_PROBLEM DETAILS:_ Repeat every record below exactly, but leave out any pictures.

══════

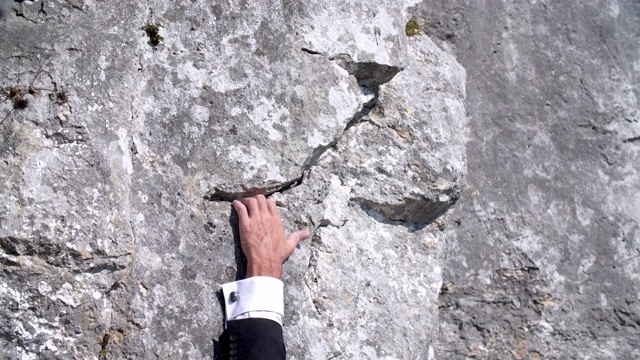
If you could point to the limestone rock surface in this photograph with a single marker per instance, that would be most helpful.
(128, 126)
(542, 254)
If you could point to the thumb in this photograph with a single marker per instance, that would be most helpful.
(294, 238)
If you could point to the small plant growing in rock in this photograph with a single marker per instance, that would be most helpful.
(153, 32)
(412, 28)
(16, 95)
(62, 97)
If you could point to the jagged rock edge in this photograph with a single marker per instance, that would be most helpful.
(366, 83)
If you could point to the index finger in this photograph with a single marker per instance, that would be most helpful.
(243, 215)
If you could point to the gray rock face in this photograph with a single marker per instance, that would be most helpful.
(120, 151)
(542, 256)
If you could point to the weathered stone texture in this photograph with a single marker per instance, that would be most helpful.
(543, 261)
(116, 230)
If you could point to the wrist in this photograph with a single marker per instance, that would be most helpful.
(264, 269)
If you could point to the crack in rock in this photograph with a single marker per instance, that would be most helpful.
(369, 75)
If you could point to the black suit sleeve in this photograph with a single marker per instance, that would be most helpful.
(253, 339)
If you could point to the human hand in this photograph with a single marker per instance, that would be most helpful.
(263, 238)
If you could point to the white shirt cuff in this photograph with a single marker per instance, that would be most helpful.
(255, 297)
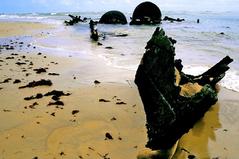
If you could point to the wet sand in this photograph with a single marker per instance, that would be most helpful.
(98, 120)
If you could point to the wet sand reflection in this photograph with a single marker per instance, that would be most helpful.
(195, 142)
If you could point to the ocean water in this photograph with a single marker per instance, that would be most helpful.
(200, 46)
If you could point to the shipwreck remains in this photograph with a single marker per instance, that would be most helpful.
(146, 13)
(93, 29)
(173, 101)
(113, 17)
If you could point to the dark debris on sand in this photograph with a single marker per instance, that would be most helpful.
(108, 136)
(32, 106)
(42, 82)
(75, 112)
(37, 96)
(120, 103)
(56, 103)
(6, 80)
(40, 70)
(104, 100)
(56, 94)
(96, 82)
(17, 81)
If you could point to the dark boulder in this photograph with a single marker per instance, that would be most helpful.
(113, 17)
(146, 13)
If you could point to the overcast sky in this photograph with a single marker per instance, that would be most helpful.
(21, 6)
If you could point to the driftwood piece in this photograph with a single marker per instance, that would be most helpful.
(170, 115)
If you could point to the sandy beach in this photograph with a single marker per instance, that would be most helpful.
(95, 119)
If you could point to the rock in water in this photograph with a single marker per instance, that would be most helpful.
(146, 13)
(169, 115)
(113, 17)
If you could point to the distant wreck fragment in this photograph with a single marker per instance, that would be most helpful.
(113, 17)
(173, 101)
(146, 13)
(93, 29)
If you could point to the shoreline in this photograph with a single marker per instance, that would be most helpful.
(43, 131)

══════

_EXERCISE RESPONSE:_
If you could point to the limestone rock surface in this photograph with a single marker per instance, that would be most helpful.
(128, 126)
(542, 254)
If you could point to the thumb in this photograph with a single marker per instance, that would be most helpful.
(294, 238)
If you could point to the small plant growing in rock in this photograph with a single marker per instance, that would be most helpful.
(153, 32)
(412, 28)
(16, 95)
(62, 97)
If you could point to the jagged rock edge in this photograph with a single marker per instance, that would be most helpful.
(366, 83)
If you could point to the index finger in this photograph with a single marker per instance, that would be most helpful.
(243, 215)
If you could point to the gray rock face in this photograph with a single marker per instance, that would be most helpful.
(120, 151)
(542, 256)
If you could point to the weathered stone texture in this photograph with a single marker per instance, that would be most helpful.
(543, 261)
(116, 230)
If you could point to the wrist in this photograph with a single marker per instance, that would be most helpful.
(264, 269)
If you could point to the crack in rock in this photograph with a single marker per instance, that would be most helpful.
(369, 75)
If you could point to the black suit sleeve in this photograph with a single marker per instance, that would be most helpful.
(253, 339)
If you could point to the human hand in this photograph with a single marker per instance, that would be most helpful.
(263, 238)
If you could point to the white shirt cuff in this photograph with a single marker per instance, that would be most helpful.
(255, 297)
If you could point to the wet sand in this photograph with a single marker per instance, that would be most helpful.
(98, 120)
If you could point to the wet sand reflection in this photograph with a single marker per instance, that would be most helpful.
(195, 142)
If you could point to the ocean water in this photograph with a single marker per instance, that would be most helpful.
(200, 46)
If you could point to the shipwreck remains in this photograph with a single marker per instance, that would be most helpful.
(146, 13)
(93, 29)
(173, 101)
(113, 17)
If you could point to the dark debris on sand in this photograph with a single marker per instance, that would be most helpful.
(108, 136)
(32, 106)
(42, 82)
(75, 112)
(37, 96)
(120, 103)
(56, 103)
(6, 80)
(40, 70)
(104, 100)
(56, 94)
(96, 82)
(17, 81)
If you could point to the dark boulder in this photograph with a single marker per instance, that would be most helpful.
(113, 17)
(146, 13)
If you could point to the overcast sky in this photograph with a single marker per instance, that would be most helpful.
(21, 6)
If you could point to the driftwood piece in this photograph with a single marker per instance, that would be most helpful.
(170, 115)
If you could point to the sandy beach in this photograph with a single marker per instance, that would be most helpful.
(95, 119)
If you could point to the rock in water in this photograph with a single marker per instance, that would be most helpful.
(146, 13)
(169, 115)
(113, 17)
If you could point to the distant wreck fragment in this photograph with a single marker per instance, that would be most helpful.
(113, 17)
(173, 101)
(146, 13)
(93, 29)
If you could point to the shoreline in this photograph with a single marker per instance, that would be most helpful.
(43, 131)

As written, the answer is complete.